◆ DOCUMENT TEXT ◆
• • • •

2013-09-29 Thread Jerry Leichter
On Sep 28, 2013, at 3:06 PM, ianG wrote:
 Problem with the NSA is that its Jekyll and Hyde. There is the good side
 trying to improve security and the dark side trying to break it. Which
 side did the push for EC come from?
 What's in Suite A?  Will probably illuminate that question...
The actual algorithms are classified, and about all that's leaked about them, 
as far as I can determine in a quick search, is the names of some of them, and 
general properties of a subset of those - e.g., according to Wikipedia, BATON 
is a block cipher with a key length of 320 bits (160 of them checksum bits - 
I'd guess that this is an overt way for NSA to control who can use stolen 
equipment, as it will presumably refuse to operate at all with an invalid key). 
 It looks as if much of this kind of information comes from public descriptions 
of equipment sold to the government that implements these algorithms, though a 
bit of the information (in particular, the name BATON and its key and block 
sizes) has made it into published standards via algorithm specifiers.  cryptome 
has a few leaked documents as well - again, one showing BATON mentioned in 
Congressional testimony about Clipper.

Cryptographic challenge:  If you have a sealed, tamper-proof box that 
implements, say, BATON, you can easily have it refuse to work if the key 
presented doesn't checksum correctly.  In fact, you'd likely have it destroy 
itself if presented with too many invalid keys.  NSA has always been really big 
about using such sealed modules for their own algorithms.  (The FIPS specs were 
clearly drafted by people who think in these terms.  If you're looking at them 
while trying to get software certified, many of the provisions look very 
peculiar.  OK, no one expects your software to be potted in epoxy (opaque in 
the ultraviolet - or was it infrared?); but they do expect various kinds of 
isolation that just affect the blocks on a picture of your software's 
implementation; they have no meaningful effect on security, which unlike 
hardware can't enforce any boundaries between the blocks.)

• • • •

◆ WHAT IS EXPECTED ◆
Reproduce verbatim the passage of the post on NSA algorithms starting at "2013-09-29 Thread Jerry" and ending at "EC come from?". The records that follow are separate material and have nothing to do with the post on NSA algorithms.

◆ SUPPLIED INFORMATION ◆
• • • •

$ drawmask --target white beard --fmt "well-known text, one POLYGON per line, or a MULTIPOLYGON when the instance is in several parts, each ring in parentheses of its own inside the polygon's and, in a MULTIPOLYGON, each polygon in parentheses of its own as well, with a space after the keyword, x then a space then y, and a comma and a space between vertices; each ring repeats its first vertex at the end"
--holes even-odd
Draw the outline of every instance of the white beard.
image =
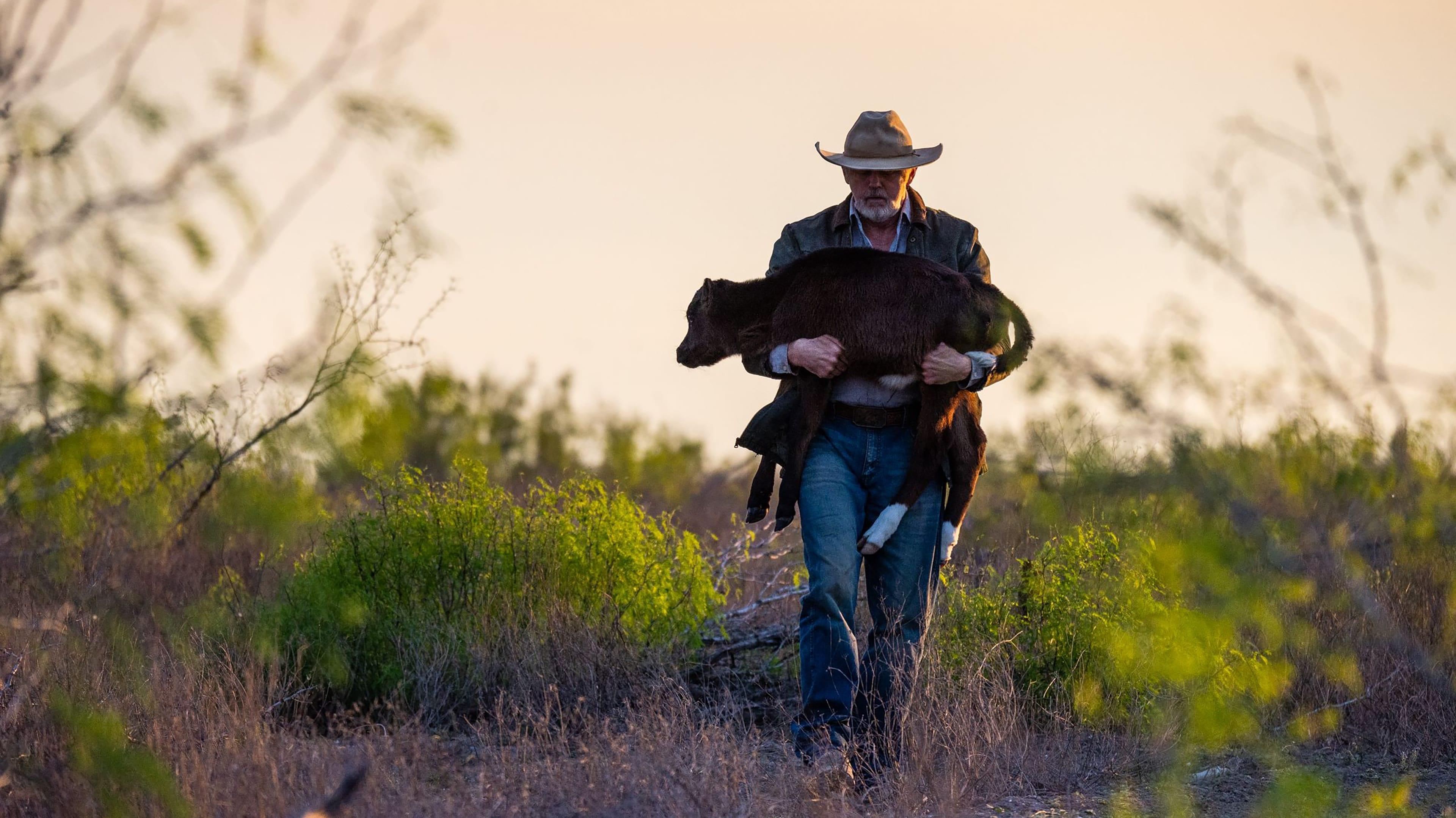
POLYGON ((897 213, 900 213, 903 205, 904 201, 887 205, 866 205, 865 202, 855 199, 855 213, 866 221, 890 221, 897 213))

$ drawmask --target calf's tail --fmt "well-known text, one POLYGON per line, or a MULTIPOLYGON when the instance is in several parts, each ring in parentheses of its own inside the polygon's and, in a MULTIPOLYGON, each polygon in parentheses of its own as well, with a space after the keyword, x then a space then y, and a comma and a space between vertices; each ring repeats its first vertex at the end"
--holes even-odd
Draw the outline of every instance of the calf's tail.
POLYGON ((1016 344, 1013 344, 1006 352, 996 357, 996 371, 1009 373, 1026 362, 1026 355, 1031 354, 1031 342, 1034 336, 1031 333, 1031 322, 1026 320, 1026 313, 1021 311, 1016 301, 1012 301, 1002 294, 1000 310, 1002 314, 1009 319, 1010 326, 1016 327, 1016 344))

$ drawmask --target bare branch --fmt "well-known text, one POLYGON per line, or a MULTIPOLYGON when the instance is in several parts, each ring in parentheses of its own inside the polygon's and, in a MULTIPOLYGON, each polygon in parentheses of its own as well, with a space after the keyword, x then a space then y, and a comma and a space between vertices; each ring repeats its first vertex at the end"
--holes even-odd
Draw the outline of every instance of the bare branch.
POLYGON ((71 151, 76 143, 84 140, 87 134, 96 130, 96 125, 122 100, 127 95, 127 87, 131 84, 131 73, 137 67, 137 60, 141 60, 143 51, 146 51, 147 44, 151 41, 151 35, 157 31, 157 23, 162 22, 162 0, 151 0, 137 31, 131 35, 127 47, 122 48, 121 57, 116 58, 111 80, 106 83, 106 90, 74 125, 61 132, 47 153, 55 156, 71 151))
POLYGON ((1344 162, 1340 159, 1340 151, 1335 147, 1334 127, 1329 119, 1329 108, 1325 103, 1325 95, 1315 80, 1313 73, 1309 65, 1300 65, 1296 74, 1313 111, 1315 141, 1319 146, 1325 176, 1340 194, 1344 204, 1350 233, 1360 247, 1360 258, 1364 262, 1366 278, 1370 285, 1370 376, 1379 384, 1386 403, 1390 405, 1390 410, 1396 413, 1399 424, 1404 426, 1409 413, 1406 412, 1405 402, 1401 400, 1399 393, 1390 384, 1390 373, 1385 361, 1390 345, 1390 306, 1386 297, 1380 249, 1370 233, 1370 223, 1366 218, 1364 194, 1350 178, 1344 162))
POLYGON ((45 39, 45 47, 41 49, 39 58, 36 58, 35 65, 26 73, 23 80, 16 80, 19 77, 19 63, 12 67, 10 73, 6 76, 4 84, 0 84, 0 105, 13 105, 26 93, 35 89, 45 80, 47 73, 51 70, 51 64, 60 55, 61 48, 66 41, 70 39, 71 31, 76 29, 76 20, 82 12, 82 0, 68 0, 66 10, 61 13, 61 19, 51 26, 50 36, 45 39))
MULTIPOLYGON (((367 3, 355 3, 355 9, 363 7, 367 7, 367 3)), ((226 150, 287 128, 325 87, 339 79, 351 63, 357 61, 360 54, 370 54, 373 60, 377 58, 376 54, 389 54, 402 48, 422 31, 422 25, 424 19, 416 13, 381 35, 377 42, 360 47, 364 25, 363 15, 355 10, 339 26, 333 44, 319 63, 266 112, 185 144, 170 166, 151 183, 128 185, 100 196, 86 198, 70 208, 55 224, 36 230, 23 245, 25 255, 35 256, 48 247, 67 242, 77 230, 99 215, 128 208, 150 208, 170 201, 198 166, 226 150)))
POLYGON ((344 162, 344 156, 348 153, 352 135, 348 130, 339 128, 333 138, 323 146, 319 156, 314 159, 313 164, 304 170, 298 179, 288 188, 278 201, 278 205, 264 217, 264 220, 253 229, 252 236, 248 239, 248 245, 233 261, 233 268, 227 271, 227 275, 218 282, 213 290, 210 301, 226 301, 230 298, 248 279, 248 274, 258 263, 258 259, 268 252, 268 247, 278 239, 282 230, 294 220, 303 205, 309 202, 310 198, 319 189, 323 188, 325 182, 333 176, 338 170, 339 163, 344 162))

• • • •

◆ CORRECT OUTPUT ◆
2013-09-29 Thread Jerry Leichter
On Sep 28, 2013, at 3:06 PM, ianG wrote:
 Problem with the NSA is that its Jekyll and Hyde. There is the good side
 trying to improve security and the dark side trying to break it. Which
 side did the push for EC come from?